Copy each of the following entries word for word, reproducing every line without changes.

** Start **

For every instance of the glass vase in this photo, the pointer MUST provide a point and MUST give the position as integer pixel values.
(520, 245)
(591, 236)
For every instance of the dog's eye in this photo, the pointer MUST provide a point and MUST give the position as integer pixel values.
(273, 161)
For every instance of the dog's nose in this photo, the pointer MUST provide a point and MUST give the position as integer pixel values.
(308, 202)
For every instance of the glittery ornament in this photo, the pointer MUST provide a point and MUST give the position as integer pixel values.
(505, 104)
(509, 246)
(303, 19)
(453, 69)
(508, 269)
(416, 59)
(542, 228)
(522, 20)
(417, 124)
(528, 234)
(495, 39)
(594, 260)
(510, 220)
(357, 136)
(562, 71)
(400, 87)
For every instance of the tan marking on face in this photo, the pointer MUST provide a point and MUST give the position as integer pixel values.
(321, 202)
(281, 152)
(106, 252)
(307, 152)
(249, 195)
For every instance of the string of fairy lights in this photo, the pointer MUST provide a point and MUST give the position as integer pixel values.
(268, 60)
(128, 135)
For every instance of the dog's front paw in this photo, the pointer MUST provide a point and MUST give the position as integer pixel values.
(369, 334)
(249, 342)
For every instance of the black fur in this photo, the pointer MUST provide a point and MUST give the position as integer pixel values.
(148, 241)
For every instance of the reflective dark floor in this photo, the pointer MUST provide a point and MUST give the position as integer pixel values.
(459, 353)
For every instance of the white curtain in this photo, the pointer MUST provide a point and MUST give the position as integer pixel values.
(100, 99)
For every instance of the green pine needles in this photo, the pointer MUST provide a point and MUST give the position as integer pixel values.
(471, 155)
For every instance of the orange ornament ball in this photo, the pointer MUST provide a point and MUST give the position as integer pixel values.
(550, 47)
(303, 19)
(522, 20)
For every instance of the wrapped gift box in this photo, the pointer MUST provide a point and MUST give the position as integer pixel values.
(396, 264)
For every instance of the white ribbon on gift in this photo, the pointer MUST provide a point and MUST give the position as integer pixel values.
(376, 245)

** End **

● RESPONSE:
For every instance of the glass vase in this photo, the pointer MUST provide a point and MUST give the position as integer pixel values.
(520, 245)
(591, 236)
For every instance of the dog's eye in this photo, the pointer MUST provide a point and MUST give the position as integer pixel values.
(273, 161)
For every instance of the dog's nose in this photo, the pointer MUST provide a point and MUST give the position as integer pixel values.
(308, 202)
For every instance of the glittery ornament in this photo, the pointer MUST provide a point and MUST give the position as integer pixel values.
(505, 104)
(509, 246)
(303, 19)
(453, 69)
(508, 269)
(416, 59)
(542, 228)
(522, 20)
(417, 124)
(528, 234)
(495, 39)
(594, 260)
(510, 220)
(357, 136)
(562, 71)
(400, 87)
For every instance of the tan marking on face in this photo, the pointer MUST provide a point and MUST give the position as integer pixel values.
(321, 202)
(281, 152)
(106, 252)
(307, 152)
(249, 195)
For every instance of the string of fairy lights in this photo, the pointer MUST provide a point and MUST give the position as integer pixel values.
(268, 60)
(128, 135)
For every instance of the dog's front paw in this photo, the pointer MUST provide a point and MUST give the position as integer pixel values.
(369, 334)
(249, 342)
For every instance of the black fur in this photo, the pointer MUST provide a point and MUST give the position as integer pixel values.
(148, 241)
For every instance of the reflective dark floor in this photo, the pointer MUST provide a point and MUST give the position as integer pixel values.
(459, 353)
For every instance of the white curtain in this photo, the pointer MUST provide a point and MUST give the position as integer pixel values.
(100, 99)
For every instance of the green pine needles in this photo, the pointer MUST provide a point and MUST give the position as integer pixel values.
(471, 155)
For every instance of the orange ornament ball in this photo, the pointer MUST provide a point and MUST give the position as integer pixel values.
(550, 47)
(303, 19)
(522, 20)
For every instance of the wrapped gift box in this photo, the pointer MUST provide a point and MUST give the position as integer pixel values.
(396, 264)
For every instance of the white ribbon on gift in this photo, the pointer MUST provide a point and MUST give the position as integer pixel values.
(376, 245)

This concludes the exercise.